• **Text extract**:
2.5 Incidental Registration Rights.

(a) Company-Initiated Registration. If at any time or from time to time, the Company shall decide to register any of its securities on any registration statement under the Securities Act for purposes of a public offering of securities of the Company for its own account, other than (i) a registration on Form S-8 (or a similar or successor form) relating solely to employee stock option, stock purchase or other benefit plans, or (ii) a registration on Form S-4 (or similar or successor form) relating solely to a Commission Rule 145 transaction, the Company will:

(i) promptly give to the Common Holders written notice thereof; and

(ii) subject to Section 2.5(b), include in such registration, and any related qualification, and in any underwriting involved therein, all the Registrable Securities specified in a written request or requests, made by any Common Holder within thirty (30) days after receipt of the written notice required by Section 2.5(a)(i).

(b) Underwriting. If the registration of which the Company gives notice is a registered public offering involving an underwriting, the Company shall so advise the Common Holders in the written notice given pursuant to Section 2.5(a). In such event, the right of the Common Holders to participate in such Registration pursuant to this Section 2.5 shall be conditioned upon each Common Holder’s participation in such underwriting and the inclusion of the Common Holder’s Registrable Securities in the underwriting to the extent provided herein.

• **Objective 1**: From the registration rights section, return the passage that begins at the words "(ii) subject to" and stops after the words "extent provided herein.".
• **Objective 2**:
Answer these questions using the registration rights section:
(a) Which form is excluded when the registration relates solely to a Commission Rule 145 transaction?
(b) How long after receiving the written notice does a Common Holder have to make a written request?
(c) If the offering involves an underwriting, on what is the Common Holders' right to participate conditioned?

Part of a data file:
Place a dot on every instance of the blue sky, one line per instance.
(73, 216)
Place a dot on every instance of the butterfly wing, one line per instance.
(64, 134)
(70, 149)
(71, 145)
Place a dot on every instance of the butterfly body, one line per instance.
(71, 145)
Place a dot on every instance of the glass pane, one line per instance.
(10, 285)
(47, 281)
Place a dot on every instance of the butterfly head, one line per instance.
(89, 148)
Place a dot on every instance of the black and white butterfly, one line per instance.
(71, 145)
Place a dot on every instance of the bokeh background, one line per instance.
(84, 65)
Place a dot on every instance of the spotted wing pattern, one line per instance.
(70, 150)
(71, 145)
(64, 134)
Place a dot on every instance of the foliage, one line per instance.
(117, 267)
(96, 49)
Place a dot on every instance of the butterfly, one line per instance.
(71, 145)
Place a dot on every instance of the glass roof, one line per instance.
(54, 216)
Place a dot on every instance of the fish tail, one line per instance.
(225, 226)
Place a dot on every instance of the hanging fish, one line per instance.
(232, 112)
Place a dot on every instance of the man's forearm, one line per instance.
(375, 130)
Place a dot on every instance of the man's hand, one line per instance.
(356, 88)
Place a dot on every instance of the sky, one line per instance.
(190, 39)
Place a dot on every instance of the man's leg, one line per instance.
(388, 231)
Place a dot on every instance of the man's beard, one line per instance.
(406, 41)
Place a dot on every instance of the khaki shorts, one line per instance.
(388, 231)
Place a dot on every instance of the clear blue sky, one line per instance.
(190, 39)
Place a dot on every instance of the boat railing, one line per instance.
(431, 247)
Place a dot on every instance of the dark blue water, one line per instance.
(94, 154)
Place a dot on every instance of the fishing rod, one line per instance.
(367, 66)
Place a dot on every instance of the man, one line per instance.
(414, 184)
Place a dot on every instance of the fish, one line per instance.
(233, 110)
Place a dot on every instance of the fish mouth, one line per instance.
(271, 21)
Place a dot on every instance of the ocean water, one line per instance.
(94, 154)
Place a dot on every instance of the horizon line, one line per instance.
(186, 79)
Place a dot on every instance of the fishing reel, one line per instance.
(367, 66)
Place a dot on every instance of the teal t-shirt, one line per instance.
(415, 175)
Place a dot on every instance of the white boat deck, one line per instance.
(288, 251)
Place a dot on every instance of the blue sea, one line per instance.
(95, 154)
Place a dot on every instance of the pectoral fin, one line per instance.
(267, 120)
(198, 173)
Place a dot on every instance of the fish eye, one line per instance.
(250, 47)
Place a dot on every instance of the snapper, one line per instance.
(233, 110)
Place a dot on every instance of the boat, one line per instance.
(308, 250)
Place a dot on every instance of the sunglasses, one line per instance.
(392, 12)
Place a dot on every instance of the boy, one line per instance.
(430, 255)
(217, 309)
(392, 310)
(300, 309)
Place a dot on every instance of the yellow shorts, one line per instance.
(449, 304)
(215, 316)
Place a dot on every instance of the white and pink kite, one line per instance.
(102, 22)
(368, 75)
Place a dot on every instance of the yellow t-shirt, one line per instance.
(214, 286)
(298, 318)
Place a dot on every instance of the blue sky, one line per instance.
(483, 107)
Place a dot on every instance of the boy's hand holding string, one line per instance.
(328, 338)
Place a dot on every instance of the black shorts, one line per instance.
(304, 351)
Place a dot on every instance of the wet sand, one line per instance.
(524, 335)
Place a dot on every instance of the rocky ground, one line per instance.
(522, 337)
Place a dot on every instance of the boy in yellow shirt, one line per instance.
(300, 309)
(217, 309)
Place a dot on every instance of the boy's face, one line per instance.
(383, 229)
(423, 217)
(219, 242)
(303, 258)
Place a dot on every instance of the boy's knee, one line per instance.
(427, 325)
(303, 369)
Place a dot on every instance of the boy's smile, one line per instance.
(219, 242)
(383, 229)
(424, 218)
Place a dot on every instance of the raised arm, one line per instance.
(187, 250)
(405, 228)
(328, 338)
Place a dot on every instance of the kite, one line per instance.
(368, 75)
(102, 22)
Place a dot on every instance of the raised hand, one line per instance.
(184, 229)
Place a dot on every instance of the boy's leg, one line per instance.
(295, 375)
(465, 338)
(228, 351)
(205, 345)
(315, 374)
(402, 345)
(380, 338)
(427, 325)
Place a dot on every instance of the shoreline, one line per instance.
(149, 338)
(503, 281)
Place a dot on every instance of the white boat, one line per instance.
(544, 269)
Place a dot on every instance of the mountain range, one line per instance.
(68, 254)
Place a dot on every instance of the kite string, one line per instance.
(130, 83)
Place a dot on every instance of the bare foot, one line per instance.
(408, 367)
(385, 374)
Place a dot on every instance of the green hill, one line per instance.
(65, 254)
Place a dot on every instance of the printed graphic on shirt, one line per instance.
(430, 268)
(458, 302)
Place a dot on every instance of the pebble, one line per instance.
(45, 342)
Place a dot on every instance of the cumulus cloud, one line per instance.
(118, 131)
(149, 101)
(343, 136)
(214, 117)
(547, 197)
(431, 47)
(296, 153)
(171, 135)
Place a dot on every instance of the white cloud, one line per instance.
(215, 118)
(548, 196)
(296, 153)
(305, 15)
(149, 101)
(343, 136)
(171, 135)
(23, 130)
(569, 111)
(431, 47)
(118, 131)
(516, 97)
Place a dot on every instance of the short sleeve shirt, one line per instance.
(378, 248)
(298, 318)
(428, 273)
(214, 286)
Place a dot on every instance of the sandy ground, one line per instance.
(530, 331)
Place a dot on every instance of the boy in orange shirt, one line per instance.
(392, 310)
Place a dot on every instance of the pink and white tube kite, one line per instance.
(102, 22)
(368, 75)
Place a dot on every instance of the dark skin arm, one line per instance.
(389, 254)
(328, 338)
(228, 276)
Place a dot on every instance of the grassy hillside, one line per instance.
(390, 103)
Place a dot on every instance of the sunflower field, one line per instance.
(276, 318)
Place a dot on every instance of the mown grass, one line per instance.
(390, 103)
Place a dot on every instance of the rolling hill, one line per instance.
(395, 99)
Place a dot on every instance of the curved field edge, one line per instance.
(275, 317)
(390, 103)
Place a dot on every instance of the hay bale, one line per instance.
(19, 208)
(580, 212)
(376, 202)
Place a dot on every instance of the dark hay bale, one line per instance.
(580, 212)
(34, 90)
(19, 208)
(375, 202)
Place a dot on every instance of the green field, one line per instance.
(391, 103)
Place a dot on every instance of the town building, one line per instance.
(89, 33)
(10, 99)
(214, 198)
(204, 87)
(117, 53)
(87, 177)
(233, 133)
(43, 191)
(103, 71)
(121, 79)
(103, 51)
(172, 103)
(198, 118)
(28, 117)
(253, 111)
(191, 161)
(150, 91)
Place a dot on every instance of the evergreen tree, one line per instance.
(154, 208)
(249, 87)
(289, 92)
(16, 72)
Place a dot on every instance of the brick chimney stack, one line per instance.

• **Correct output 1**:
(ii) subject to Section 2.5(b), include in such registration, and any related qualification, and in any underwriting involved therein, all the Registrable Securities specified in a written request or requests, made by any Common Holder within thirty (30) days after receipt of the written notice required by Section 2.5(a)(i).

(b) Underwriting. If the registration of which the Company gives notice is a registered public offering involving an underwriting, the Company shall so advise the Common Holders in the written notice given pursuant to Section 2.5(a). In such event, the right of the Common Holders to participate in such Registration pursuant to this Section 2.5 shall be conditioned upon each Common Holder’s participation in such underwriting and the inclusion of the Common Holder’s Registrable Securities in the underwriting to the extent provided herein.

• **Correct output 2**:
(a) Form S-4 (or a similar or successor form).
(b) Thirty (30) days.
(c) On each Common Holder's participation in the underwriting and the inclusion of the Common Holder's Registrable Securities in the underwriting to the extent provided herein.